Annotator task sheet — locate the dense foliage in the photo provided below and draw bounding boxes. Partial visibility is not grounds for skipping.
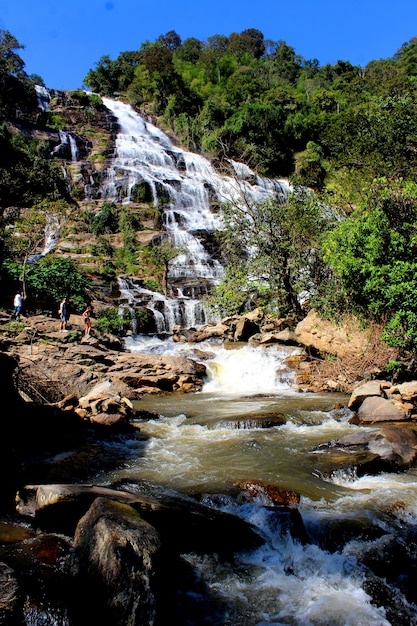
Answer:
[84,28,417,189]
[0,28,417,351]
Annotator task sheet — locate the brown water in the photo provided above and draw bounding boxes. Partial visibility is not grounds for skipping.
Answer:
[86,336,417,626]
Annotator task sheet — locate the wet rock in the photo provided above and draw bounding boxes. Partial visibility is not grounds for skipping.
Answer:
[348,380,382,411]
[74,498,160,626]
[233,317,259,341]
[357,396,409,424]
[0,562,19,624]
[216,413,287,429]
[318,426,417,475]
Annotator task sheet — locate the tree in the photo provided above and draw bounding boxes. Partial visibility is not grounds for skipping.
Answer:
[324,179,417,350]
[149,239,185,296]
[212,183,331,316]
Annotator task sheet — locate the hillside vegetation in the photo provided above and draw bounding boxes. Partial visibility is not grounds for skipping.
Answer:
[0,29,417,370]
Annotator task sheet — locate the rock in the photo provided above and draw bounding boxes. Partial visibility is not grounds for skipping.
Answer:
[233,317,259,341]
[189,323,229,343]
[0,562,19,624]
[74,498,160,626]
[234,480,300,505]
[295,310,369,356]
[348,380,382,411]
[318,426,417,475]
[387,380,417,403]
[357,396,409,424]
[216,413,287,429]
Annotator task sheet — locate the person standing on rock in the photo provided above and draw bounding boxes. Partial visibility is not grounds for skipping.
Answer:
[58,298,70,333]
[83,305,93,337]
[12,290,23,322]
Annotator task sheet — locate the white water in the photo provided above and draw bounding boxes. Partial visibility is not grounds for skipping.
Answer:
[101,98,289,331]
[92,336,417,626]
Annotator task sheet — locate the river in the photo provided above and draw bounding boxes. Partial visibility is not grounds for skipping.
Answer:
[88,337,417,626]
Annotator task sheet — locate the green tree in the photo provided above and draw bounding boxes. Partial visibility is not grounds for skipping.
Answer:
[324,179,417,350]
[213,188,332,316]
[27,254,90,312]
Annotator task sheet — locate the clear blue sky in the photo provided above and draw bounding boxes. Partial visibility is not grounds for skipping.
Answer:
[0,0,417,89]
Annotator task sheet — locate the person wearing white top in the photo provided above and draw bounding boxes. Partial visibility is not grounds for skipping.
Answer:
[12,291,23,320]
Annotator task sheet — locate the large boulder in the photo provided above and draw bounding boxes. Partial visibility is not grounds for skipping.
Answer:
[318,426,417,475]
[74,498,160,626]
[294,310,369,357]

::::::::::

(Objective):
Give the part of the entries that opens with the line containing "Annotator task sheet — locate the person standing" and closes with the line containing "[92,336,417,626]", both lines included, as a two-column CSV with the columns text and answer. Use one row per entry, with each value in a single quoted field and line breaks replaced by spaces.

(Finished exercise):
text,answer
"Annotator task sheet — locate the person standing on rock in the photo provided above and draw bounding boxes. Partial visibility is not grounds for skipping. Answer:","[58,298,70,333] [83,305,93,337] [12,290,23,322]"
"Annotator task sheet — locate the white water in the photo provided above and draw bounding boxes. Partial visibility is not grounds for skipping. Answer:","[101,98,289,331] [92,336,417,626]"